**Task directions**
Transcribe the court opinion, beginning at the words "MR. JUSTICE CARDOZO" and stopping after the words "the United States.".

**Document passage**
────────────────────
Supreme Court of United States.
*609 Messrs. Philip Rosenfeld and Lawrence Koenigsberger, with whom Messrs. Morris Simon and Eugene Young were on the brief, for appellants.
Mr. Edwin H. Gibson, Assistant Attorney General of Virgina, and Mr. John S. Barbour, with whom Mr. Abram P. Staples, Attorney General, was on the brief, for appellees.
MR. JUSTICE CARDOZO delivered the opinion of the Court.
A statute of Virginia, known as the "Milk and Cream Act," is assailed by the appellants as invalid both under the Constitution of Virginia and under that of the United States.
The act is chapter 357 of the Laws of 1934. It recites the existence of demoralizing trade practices in the dairy industry, threatening to interrupt the supply of pure and wholesome milk for the inhabitants of the Commonwealth and producing an economic emergency so acute and destructive as to call for corrective measures. It establishes *610 a Milk Commission with power to create within the state natural market areas, and to fix the minimum and maximum prices to be charged for milk and cream therein. It authorizes the Commission to exact a license from distributors subject to the act, and provides that in the absence of such a license sales shall be unlawful within the market areas. It imposes taxes or fees for the support of the Commission and of local milk boards which are to be created to cooperate with the Commission in making the plan effective. It warns (§ 14) that none of its provisions "shall apply or be construed to apply to foreign or interstate commerce, except in so far as the same may be effective pursuant to the United States Constitution and to the laws of the United States enacted pursuant thereto." Finally it provides (§ 16) that "if any section, clause, or sentence or paragraph shall be declared unconstitutional for any reason, the remainder of the act shall not be affected thereby." A fuller summary of the statute is given in the opinion of the court below (16 F. Supp. 575), to which reference is made. Other provisions will be noted in this opinion later.
The suit is for an injunction to restrain the members of the Commission from enforcing the statute or the regulations made thereunder. One of the two plaintiffs (Highland Farms Dairy, Incorporated), which will be spoken of as "Highland," has a creamery for the pasteurizing and treatment of milk at Washington in the District of Columbia. For that purpose it buys milk from farmers in Virginia and Maryland. Its entire output of bottled milk it sells to the other plaintiff, Luther W. High, who has retail stores in Virginia and elsewhere for the sale of ice cream, milk and other dairy products. A regulation adopted by the Commission on March 27, 1936, set up a market area, described as the Arlington-Alexandria Milk Market, within which High is engaged in business. Minimum *611 prices prescribed for that area are in excess of the prices at which Highland had been selling to High and at which High had sold to the consumers. Each went on selling at the old prices. Neither made application for a license. In June, 1936, the Commission gave notice to High that it would proceed against him for an injunction if he refused compliance with its orders. No proceedings against Highland were begun or even threatened, the Commission taking the position that Highland was not subject to the prohibitions of the statute, its sales and purchases in Virginia being transactions in interstate commerce. In spite of this disclaimer, Highland joined with High in suing to enjoin the enforcement of the Act. A District Court of three judges, organized in accordance with § 266 of the Judicial Code (28 U.S.C. § 380), gave judgment for the defendants, with a comprehensive opinion to which little can be added. 16 F. Supp. 575. The case is here upon appeal. 28 U.S.C. § 380.
────────────────────
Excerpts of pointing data
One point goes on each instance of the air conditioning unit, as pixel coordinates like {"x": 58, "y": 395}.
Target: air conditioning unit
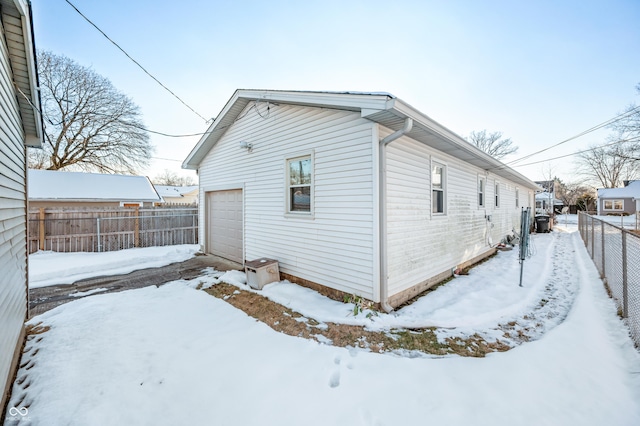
{"x": 261, "y": 272}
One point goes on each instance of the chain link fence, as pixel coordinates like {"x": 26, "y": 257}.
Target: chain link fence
{"x": 100, "y": 230}
{"x": 616, "y": 254}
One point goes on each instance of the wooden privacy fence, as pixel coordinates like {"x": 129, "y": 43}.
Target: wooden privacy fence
{"x": 103, "y": 229}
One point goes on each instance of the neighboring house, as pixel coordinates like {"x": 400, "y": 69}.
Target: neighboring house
{"x": 355, "y": 192}
{"x": 20, "y": 126}
{"x": 57, "y": 189}
{"x": 619, "y": 200}
{"x": 178, "y": 194}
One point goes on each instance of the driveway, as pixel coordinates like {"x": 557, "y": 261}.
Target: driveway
{"x": 46, "y": 298}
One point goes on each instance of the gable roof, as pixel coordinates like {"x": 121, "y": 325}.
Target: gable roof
{"x": 18, "y": 32}
{"x": 75, "y": 186}
{"x": 174, "y": 191}
{"x": 630, "y": 191}
{"x": 379, "y": 107}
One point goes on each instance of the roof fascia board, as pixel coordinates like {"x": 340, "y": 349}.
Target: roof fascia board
{"x": 492, "y": 165}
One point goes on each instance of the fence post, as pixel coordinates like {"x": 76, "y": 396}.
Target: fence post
{"x": 98, "y": 232}
{"x": 41, "y": 236}
{"x": 625, "y": 286}
{"x": 136, "y": 227}
{"x": 603, "y": 274}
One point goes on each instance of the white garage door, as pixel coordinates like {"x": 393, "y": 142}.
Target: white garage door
{"x": 224, "y": 224}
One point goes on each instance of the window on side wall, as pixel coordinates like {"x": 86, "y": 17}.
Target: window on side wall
{"x": 614, "y": 205}
{"x": 438, "y": 188}
{"x": 299, "y": 184}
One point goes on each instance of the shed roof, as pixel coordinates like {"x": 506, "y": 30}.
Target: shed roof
{"x": 18, "y": 32}
{"x": 174, "y": 191}
{"x": 75, "y": 186}
{"x": 630, "y": 191}
{"x": 380, "y": 107}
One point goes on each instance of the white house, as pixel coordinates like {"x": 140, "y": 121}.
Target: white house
{"x": 620, "y": 200}
{"x": 178, "y": 194}
{"x": 49, "y": 188}
{"x": 20, "y": 126}
{"x": 355, "y": 193}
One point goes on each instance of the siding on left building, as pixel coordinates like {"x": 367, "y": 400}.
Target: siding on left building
{"x": 20, "y": 126}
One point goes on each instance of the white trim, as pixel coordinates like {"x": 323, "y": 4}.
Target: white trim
{"x": 482, "y": 204}
{"x": 287, "y": 196}
{"x": 226, "y": 187}
{"x": 443, "y": 165}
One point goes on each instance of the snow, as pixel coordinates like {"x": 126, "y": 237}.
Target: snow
{"x": 57, "y": 185}
{"x": 50, "y": 268}
{"x": 176, "y": 355}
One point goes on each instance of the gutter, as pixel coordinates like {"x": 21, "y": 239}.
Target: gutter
{"x": 382, "y": 206}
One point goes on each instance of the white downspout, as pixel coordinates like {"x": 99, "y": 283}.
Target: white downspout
{"x": 408, "y": 125}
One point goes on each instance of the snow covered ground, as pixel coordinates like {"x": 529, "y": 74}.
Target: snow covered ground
{"x": 49, "y": 268}
{"x": 175, "y": 355}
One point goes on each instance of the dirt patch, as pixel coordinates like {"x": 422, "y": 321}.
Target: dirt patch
{"x": 286, "y": 321}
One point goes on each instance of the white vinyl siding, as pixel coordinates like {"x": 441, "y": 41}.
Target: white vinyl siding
{"x": 421, "y": 245}
{"x": 333, "y": 247}
{"x": 13, "y": 251}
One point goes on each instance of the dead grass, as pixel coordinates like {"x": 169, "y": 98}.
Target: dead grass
{"x": 286, "y": 321}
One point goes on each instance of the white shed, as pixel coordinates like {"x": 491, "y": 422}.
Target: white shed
{"x": 355, "y": 193}
{"x": 20, "y": 125}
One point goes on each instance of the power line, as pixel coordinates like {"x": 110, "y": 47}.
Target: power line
{"x": 592, "y": 129}
{"x": 635, "y": 139}
{"x": 135, "y": 62}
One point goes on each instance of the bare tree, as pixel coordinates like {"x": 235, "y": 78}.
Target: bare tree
{"x": 169, "y": 178}
{"x": 89, "y": 125}
{"x": 493, "y": 143}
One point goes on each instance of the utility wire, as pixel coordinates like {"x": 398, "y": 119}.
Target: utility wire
{"x": 635, "y": 139}
{"x": 135, "y": 62}
{"x": 592, "y": 129}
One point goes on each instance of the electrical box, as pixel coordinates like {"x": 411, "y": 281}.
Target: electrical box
{"x": 261, "y": 272}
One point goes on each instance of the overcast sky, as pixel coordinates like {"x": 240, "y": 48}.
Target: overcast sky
{"x": 539, "y": 71}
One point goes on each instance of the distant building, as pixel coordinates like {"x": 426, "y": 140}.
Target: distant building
{"x": 178, "y": 194}
{"x": 620, "y": 200}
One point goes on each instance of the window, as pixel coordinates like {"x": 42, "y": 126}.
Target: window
{"x": 613, "y": 205}
{"x": 299, "y": 180}
{"x": 437, "y": 188}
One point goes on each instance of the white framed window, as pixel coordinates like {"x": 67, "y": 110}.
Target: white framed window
{"x": 299, "y": 185}
{"x": 438, "y": 188}
{"x": 614, "y": 205}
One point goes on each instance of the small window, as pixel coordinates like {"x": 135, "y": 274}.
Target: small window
{"x": 481, "y": 188}
{"x": 613, "y": 205}
{"x": 299, "y": 180}
{"x": 437, "y": 188}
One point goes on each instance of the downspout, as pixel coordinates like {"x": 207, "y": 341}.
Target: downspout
{"x": 408, "y": 125}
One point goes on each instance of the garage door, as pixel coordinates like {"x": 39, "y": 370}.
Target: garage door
{"x": 224, "y": 224}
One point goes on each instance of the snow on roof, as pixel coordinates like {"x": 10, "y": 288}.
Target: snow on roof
{"x": 77, "y": 186}
{"x": 630, "y": 191}
{"x": 174, "y": 191}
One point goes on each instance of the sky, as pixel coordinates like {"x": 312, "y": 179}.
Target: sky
{"x": 540, "y": 72}
{"x": 176, "y": 355}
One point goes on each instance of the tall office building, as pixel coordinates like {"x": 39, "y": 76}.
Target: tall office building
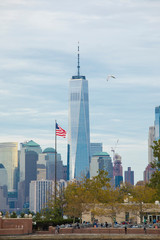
{"x": 117, "y": 170}
{"x": 79, "y": 132}
{"x": 28, "y": 170}
{"x": 25, "y": 147}
{"x": 95, "y": 148}
{"x": 101, "y": 161}
{"x": 9, "y": 159}
{"x": 157, "y": 123}
{"x": 129, "y": 176}
{"x": 50, "y": 164}
{"x": 40, "y": 192}
{"x": 151, "y": 138}
{"x": 147, "y": 174}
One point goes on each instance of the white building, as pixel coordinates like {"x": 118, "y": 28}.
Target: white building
{"x": 78, "y": 129}
{"x": 40, "y": 192}
{"x": 151, "y": 138}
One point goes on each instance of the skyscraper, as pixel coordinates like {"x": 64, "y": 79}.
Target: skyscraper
{"x": 151, "y": 138}
{"x": 101, "y": 161}
{"x": 40, "y": 192}
{"x": 129, "y": 176}
{"x": 95, "y": 148}
{"x": 9, "y": 158}
{"x": 157, "y": 123}
{"x": 117, "y": 170}
{"x": 79, "y": 132}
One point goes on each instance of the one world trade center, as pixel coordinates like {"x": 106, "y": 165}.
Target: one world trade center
{"x": 78, "y": 132}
────────────────────
**Final answer**
MR. JUSTICE CARDOZO delivered the opinion of the Court.
A statute of Virginia, known as the "Milk and Cream Act," is assailed by the appellants as invalid both under the Constitution of Virginia and under that of the United States.